--- Start Given text ---

2.5 million people are following Charlie Sheen on Twitter, and 14 Democratic senators were missing from the Wisconsin Senate before Republicans found a way to do their deed without a quorum.
11,984.61 -- that was the closing Dow Jones average on Thursday.
Obama's approval rating is 46 percent, the most recent national unemployment rate is 9 percent, 4.2 percent in Nebraska and 3.8 in Red Willow and Hitchcock counties.
14,228,502,000,000 and counting too fast to copy down -- that's the number of dollars in national debt, or $45,757 per citizen and $128,219 per taxpayer.
943,000,000 -- that's how much savings the Nebraska Legislature has to find to balance the budget, according to the latest forecasts.
Some numbers are more sobering than others, of course, but none more so than today's 8.9 -- the magnitude of the earthquake near Japan, the 200-300 fatalities already counted with many more expected, the 23-foot tsunami wave that struck the shoreline and the 21 hours the wave is expected to take to hit South America.
It's difficult to maintain an even keel when it comes to numbers, a balance between obsession and ignorance.
But as today's disaster in Japan points out, numbers have profound meaning when they represent people's lives.
Many thoughts and prayers are going out to people around the Pacific Rim.

--- End Given text ---
--- Start Data lines ---

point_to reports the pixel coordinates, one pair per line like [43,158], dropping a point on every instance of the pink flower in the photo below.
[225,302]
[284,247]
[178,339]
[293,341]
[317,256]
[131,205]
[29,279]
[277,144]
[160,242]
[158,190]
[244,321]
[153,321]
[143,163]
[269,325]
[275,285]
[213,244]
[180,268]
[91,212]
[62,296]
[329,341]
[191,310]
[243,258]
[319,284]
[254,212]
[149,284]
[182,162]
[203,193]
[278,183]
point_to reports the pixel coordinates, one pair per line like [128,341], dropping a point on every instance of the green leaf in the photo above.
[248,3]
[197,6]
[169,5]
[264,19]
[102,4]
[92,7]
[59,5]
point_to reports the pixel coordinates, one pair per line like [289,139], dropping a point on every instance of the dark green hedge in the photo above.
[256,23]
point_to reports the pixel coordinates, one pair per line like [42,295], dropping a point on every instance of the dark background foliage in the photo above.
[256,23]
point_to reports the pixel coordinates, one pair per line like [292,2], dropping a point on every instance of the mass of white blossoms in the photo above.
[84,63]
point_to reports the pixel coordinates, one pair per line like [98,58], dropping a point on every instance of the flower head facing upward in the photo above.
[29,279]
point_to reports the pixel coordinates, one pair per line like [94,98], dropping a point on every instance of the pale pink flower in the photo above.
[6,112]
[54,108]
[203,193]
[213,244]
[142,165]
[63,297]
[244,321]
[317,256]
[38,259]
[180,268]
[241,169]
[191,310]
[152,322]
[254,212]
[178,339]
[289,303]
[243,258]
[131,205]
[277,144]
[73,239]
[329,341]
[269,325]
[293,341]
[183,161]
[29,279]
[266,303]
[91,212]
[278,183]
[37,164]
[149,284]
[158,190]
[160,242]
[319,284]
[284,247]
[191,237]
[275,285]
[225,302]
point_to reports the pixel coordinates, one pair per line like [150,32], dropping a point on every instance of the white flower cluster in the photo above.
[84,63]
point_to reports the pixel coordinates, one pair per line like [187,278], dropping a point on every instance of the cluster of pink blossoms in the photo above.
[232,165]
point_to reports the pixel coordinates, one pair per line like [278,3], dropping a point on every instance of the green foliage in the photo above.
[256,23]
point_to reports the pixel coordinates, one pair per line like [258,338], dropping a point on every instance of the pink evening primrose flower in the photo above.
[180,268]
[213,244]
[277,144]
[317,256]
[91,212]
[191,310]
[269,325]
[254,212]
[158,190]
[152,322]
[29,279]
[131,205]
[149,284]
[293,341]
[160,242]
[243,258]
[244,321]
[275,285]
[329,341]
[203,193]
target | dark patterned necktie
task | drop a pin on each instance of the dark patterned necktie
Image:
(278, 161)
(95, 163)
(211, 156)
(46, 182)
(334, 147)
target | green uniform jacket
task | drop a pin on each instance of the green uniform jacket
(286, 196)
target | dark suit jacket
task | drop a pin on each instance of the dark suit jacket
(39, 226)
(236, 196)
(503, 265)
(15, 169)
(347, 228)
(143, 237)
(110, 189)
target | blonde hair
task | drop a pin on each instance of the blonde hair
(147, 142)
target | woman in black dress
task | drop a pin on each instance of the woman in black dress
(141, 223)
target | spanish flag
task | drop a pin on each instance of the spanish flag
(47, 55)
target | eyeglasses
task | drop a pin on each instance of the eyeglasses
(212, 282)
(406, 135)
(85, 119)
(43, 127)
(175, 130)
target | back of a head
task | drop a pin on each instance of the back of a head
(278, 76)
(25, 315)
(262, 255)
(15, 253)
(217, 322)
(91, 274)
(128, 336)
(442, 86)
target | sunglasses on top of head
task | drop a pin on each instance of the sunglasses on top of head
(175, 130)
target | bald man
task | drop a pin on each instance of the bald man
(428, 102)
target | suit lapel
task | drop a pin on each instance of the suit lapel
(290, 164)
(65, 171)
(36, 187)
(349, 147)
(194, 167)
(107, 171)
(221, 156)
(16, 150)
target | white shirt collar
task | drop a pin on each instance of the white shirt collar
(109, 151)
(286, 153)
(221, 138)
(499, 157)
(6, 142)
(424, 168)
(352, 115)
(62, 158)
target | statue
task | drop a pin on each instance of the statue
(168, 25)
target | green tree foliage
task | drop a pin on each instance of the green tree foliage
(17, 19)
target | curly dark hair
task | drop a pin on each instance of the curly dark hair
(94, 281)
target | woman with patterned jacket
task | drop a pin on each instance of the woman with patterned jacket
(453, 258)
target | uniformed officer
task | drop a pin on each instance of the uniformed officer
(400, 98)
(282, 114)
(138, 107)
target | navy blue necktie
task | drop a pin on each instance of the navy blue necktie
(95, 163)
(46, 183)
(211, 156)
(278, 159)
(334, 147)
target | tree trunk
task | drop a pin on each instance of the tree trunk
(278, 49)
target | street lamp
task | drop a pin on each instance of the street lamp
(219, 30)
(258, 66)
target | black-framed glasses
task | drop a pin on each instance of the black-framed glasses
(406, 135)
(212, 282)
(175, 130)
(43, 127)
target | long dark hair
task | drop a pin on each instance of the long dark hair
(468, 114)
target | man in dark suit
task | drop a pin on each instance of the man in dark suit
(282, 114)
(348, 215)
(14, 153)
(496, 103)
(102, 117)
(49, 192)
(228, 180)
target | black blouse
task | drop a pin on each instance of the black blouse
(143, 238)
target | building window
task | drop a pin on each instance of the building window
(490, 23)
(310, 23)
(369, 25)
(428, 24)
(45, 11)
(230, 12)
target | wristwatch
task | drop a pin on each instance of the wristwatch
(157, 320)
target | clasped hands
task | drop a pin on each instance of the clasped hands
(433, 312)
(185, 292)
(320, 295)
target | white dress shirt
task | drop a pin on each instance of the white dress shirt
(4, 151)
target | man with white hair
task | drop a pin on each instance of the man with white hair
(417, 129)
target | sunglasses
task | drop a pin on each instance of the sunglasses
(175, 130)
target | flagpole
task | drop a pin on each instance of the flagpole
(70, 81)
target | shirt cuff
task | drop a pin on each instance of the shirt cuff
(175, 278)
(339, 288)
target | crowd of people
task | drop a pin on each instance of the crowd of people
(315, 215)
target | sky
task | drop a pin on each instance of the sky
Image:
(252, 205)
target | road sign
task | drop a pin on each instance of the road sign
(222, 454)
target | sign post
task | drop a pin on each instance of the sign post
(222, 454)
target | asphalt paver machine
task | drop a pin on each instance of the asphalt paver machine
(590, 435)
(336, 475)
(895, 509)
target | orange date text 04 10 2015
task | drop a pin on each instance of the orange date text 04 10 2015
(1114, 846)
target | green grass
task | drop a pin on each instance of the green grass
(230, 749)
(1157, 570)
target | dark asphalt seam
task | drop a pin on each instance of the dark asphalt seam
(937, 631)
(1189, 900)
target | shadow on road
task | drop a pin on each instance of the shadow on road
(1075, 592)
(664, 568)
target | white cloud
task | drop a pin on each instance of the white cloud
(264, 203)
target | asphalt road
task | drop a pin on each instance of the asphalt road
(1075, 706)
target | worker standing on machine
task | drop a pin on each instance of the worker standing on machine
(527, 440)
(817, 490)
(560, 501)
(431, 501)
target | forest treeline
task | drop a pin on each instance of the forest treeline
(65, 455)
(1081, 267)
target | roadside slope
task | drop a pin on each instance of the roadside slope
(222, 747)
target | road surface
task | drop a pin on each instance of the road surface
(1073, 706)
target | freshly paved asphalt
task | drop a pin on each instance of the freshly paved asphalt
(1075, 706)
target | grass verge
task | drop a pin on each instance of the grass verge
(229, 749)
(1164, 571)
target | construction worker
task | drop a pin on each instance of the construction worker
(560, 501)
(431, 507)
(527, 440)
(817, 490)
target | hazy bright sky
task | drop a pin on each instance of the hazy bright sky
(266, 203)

--- End Data lines ---

**Short exercise 1:** From the passage about numbers in the news, list each figure it gives about the earthquake near Japan, along with what each figure measures.
**Short exercise 2:** Pull out every line of the listing in which the string "foliage" appears.

**Problem solution 1:**
- 8.9: the magnitude of the earthquake
- 200-300: the fatalities already counted
- 23-foot: the height of the tsunami wave that struck the shoreline
- 21 hours: the time the wave is expected to take to hit South America

**Problem solution 2:**
point_to reports the pixel coordinates, one pair per line like [42,295], dropping a point on every instance of the dark background foliage in the photo above.
point_to reports the pixel coordinates, one pair per line like [278,3], dropping a point on every instance of the green foliage in the photo above.
target | green tree foliage
task | drop a pin on each instance of the green tree foliage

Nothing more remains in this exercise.